EXERCISE AIM:
Please copy the data below line for line, keeping every character unchanged.

────────────────

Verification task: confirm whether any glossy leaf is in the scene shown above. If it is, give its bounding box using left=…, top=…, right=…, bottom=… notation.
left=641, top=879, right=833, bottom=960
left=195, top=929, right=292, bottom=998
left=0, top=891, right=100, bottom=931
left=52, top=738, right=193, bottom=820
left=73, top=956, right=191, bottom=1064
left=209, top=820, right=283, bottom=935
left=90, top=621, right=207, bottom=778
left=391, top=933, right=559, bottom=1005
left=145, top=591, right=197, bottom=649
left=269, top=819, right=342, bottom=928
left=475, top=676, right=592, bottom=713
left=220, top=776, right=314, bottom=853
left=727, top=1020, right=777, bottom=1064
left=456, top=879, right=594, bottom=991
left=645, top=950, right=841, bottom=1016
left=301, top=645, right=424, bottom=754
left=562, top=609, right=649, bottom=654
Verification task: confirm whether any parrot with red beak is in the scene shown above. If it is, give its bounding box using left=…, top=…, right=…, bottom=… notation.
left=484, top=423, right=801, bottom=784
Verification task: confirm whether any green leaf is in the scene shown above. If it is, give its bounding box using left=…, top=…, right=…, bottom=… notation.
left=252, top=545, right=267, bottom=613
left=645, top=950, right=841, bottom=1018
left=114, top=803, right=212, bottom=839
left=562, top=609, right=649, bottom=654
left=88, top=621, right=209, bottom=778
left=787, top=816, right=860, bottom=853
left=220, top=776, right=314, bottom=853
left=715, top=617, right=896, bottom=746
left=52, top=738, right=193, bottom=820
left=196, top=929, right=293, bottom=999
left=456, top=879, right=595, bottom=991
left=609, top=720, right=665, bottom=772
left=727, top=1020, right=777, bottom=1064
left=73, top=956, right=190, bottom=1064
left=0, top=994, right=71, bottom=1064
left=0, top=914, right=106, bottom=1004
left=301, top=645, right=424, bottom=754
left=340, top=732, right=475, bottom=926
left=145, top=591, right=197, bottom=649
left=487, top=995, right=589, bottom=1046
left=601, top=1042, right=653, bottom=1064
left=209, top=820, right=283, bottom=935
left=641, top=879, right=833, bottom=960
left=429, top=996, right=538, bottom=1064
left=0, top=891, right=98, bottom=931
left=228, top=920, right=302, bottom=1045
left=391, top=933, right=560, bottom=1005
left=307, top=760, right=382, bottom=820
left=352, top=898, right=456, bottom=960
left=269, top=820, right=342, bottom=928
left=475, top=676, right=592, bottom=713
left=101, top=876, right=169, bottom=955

────────────────

PROBLEM SOLUTION:
Verification task: confirm whether any glossy leaf is in the scene shown above. If it is, give its bounding box using left=…, top=…, right=…, bottom=… notation.
left=641, top=879, right=833, bottom=960
left=195, top=929, right=292, bottom=998
left=0, top=891, right=100, bottom=931
left=52, top=738, right=193, bottom=820
left=73, top=956, right=191, bottom=1064
left=209, top=820, right=283, bottom=935
left=90, top=621, right=207, bottom=778
left=391, top=933, right=559, bottom=1005
left=145, top=591, right=197, bottom=649
left=269, top=819, right=342, bottom=928
left=475, top=676, right=592, bottom=713
left=220, top=776, right=314, bottom=853
left=727, top=1020, right=777, bottom=1064
left=456, top=879, right=594, bottom=991
left=645, top=950, right=841, bottom=1016
left=301, top=645, right=424, bottom=754
left=562, top=609, right=649, bottom=654
Verification task: confirm whether any parrot with red beak is in the scene shown above. If it is, give its bounding box using left=…, top=…, right=…, bottom=… notation.
left=484, top=423, right=801, bottom=784
Verification task: confirm whether any green leaf is in the scene shown above. If it is, give its bounding box using left=…, top=…, right=…, bottom=… notation.
left=252, top=545, right=267, bottom=613
left=645, top=950, right=841, bottom=1018
left=114, top=803, right=212, bottom=839
left=562, top=609, right=649, bottom=654
left=88, top=621, right=209, bottom=778
left=787, top=816, right=860, bottom=853
left=220, top=776, right=314, bottom=853
left=715, top=617, right=896, bottom=746
left=52, top=738, right=193, bottom=820
left=196, top=929, right=293, bottom=999
left=456, top=879, right=595, bottom=991
left=609, top=720, right=665, bottom=772
left=727, top=1020, right=777, bottom=1064
left=73, top=956, right=190, bottom=1064
left=0, top=994, right=71, bottom=1064
left=0, top=914, right=106, bottom=1004
left=301, top=645, right=424, bottom=754
left=340, top=732, right=475, bottom=926
left=145, top=591, right=197, bottom=649
left=487, top=995, right=589, bottom=1046
left=601, top=1042, right=653, bottom=1064
left=209, top=820, right=283, bottom=935
left=641, top=879, right=833, bottom=960
left=429, top=996, right=538, bottom=1064
left=0, top=891, right=98, bottom=931
left=228, top=920, right=302, bottom=1045
left=391, top=933, right=560, bottom=1005
left=307, top=760, right=382, bottom=820
left=352, top=898, right=456, bottom=960
left=269, top=820, right=342, bottom=928
left=475, top=676, right=592, bottom=713
left=101, top=876, right=169, bottom=955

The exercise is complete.